Article:
════════════════
Conformational flexibility of monomers

Derivatives of l-alanine and d-alanine, termed as (l)-FAC18 and (d)-FAC18, are used as the chiral monomers. Their achiral glycine counterpart, FGC18 (Fig. 2a), acts as a reference. The attachment of a fluorenyl-methyloxy-carbonyl (Fmoc) group at the N termius and a C18 alkyl chain at the C terminus of the amino acid implies a straightforward 1D supramolecular organization of these molecules on graphite via ππ, hydrogen bonding and hydrophobic interactions between the three parts of adjacent molecules. While the fluorene moiety is rigid and the alkyl chain typically prefers an extended geometry when adsorbed on graphite, the conformation of the amino-acid segment is more flexible (see Supplementary Fig. 1). These three molecules can exist in many conformations at the monomeric state. Shown in Fig. 2b, c are the optimized geometries of FGC18 and (l)-FAC18 as revealed by density functional theory (DFT) calculations. The two geometries of a molecule—equal in energy for FGC18 and differing by 8.3 kJ/mol for the enantiomers—stand apart from each other in the way the amino-acid segment is twisted. We denote the opposite twisting forms as P-type and M-type helicity. The P- and M-forms of FGC18 are mirror-image-related, whereas the added methyl group at the chiral carbon breaks such mirror image relationship and creates a bias toward M-type helicity for (l)-FAC18 and P-type helicity for (d)-FAC18. The P- and M-forms of FGC18 coexist with equal probability, but vast majority of (l)-FAC18 is M-type (the population in the gas phase is estimated to be 96.5% at room temperature according to the Boltzmann distribution) while P-type helicity is preferred for (d)-FAC18. The barrier for helix reversal amounts to 16.9 kJ/mol for FGC18 and 18.5 kJ/mol for (l)-FAC18, implying the possibility of interconversion between two conformers. Figure 2d illustrates the chemical equilibriums between P-helicity and M-helicity of FGC18, (l)-FAC18, and (d)-FAC18 at the monomeric state.
════════════════
Excerpted records:
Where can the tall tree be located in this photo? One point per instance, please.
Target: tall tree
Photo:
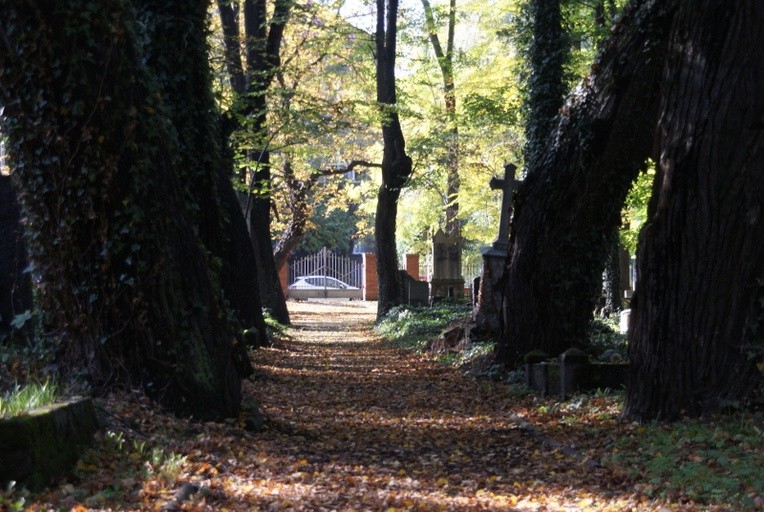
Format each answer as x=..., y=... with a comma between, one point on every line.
x=126, y=284
x=204, y=166
x=396, y=164
x=701, y=253
x=571, y=200
x=445, y=60
x=548, y=52
x=262, y=43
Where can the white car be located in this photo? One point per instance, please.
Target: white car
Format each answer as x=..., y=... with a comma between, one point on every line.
x=319, y=283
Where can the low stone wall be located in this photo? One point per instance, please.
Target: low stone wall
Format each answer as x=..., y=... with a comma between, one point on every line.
x=39, y=447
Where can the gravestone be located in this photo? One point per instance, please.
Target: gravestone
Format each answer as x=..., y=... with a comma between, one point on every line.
x=447, y=280
x=488, y=308
x=15, y=285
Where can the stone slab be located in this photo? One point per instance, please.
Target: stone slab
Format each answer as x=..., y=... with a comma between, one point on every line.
x=39, y=447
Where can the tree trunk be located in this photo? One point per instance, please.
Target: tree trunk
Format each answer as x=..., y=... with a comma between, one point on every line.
x=548, y=53
x=15, y=284
x=701, y=253
x=203, y=164
x=396, y=164
x=126, y=286
x=262, y=45
x=446, y=64
x=570, y=202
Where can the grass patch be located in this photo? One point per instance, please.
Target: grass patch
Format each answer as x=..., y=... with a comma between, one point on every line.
x=23, y=398
x=717, y=462
x=411, y=327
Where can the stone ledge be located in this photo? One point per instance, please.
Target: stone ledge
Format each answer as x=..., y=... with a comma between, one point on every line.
x=40, y=446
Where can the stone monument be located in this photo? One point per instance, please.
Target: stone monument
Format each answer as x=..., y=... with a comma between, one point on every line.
x=447, y=280
x=488, y=308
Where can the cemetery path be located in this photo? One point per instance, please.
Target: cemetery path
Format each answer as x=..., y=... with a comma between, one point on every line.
x=359, y=425
x=352, y=424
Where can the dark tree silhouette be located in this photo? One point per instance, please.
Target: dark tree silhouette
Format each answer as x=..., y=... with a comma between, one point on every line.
x=127, y=287
x=693, y=339
x=396, y=164
x=570, y=203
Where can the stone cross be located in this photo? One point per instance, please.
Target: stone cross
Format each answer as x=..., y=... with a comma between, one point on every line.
x=507, y=186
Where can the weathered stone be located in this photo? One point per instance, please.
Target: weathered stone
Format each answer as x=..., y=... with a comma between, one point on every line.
x=39, y=447
x=447, y=280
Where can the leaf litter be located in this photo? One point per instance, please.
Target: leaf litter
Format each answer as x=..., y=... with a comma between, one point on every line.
x=352, y=423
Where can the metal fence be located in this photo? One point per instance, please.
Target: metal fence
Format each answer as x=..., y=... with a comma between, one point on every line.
x=327, y=264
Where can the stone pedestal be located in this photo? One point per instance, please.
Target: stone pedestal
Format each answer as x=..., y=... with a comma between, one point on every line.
x=370, y=283
x=488, y=310
x=447, y=281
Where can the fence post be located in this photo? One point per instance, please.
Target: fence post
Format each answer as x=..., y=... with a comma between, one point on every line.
x=370, y=286
x=411, y=265
x=284, y=279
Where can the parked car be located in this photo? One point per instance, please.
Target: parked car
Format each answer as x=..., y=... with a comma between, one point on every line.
x=319, y=283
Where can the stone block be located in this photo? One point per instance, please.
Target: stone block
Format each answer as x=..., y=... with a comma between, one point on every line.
x=39, y=447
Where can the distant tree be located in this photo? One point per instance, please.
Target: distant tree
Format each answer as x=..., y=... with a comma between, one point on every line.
x=396, y=164
x=127, y=287
x=697, y=315
x=261, y=45
x=204, y=166
x=445, y=58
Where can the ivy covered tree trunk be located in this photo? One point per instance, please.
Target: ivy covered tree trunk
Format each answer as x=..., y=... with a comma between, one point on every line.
x=126, y=284
x=204, y=169
x=15, y=284
x=696, y=320
x=548, y=53
x=571, y=200
x=396, y=164
x=261, y=45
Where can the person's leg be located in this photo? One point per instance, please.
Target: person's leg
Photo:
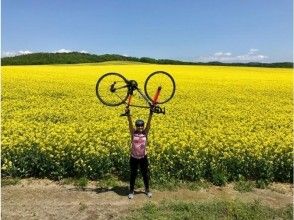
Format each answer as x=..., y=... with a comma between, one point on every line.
x=145, y=172
x=134, y=168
════════════════
What is asked:
A – According to the text on monomer conformations, what is the barrier for helix reversal for FGC18?
B – Drawing on the text on monomer conformations, explain why (l)-FAC18 favors M-type helicity, whereas the P- and M-forms of FGC18 are equally likely.
C – Rewrite the paragraph of the text on monomer conformations that begins "Derivatives of l-alanine and d-alanine" as a concise list that keeps its main facts.
The material plays no part in this exercise.

Task-by-task results:
A – 16.9 kJ/mol.

B – The P- and M-forms of FGC18 are mirror images of each other, so they coexist with equal probability. In (l)-FAC18, the added methyl group at the chiral carbon breaks this mirror-image relationship and creates a bias toward M-type helicity.

C –
- The chiral monomers are (l)-FAC18 and (d)-FAC18, which are derivatives of l-alanine and d-alanine. Their achiral glycine counterpart, FGC18, serves as a reference.
- Each molecule has an Fmoc group at the N terminus and a C18 alkyl chain at the C terminus. This structure implies a 1D supramolecular organization on graphite through π–π, hydrogen-bonding and hydrophobic interactions.
- The fluorene moiety is rigid, and the alkyl chain usually stays extended on graphite, but the amino-acid segment is flexible. As a result, the monomers can adopt many conformations.
- DFT calculations give two optimized geometries for each molecule. These differ in how the amino-acid segment twists, which defines P-type and M-type helicity.
- The two forms of FGC18 are equal in energy, mirror-image-related and equally probable.
- For the enantiomers, the two forms differ by 8.3 kJ/mol. The methyl group at the chiral carbon breaks the mirror-image relationship.
- (l)-FAC18 favors M-type helicity, with about 96.5% M-type in the gas phase at room temperature. (d)-FAC18 favors P-type helicity.
- The barrier for helix reversal is 16.9 kJ/mol for FGC18 and 18.5 kJ/mol for (l)-FAC18, which implies that the two conformers can interconvert.
- Figure 2d shows the P/M equilibria of all three monomers.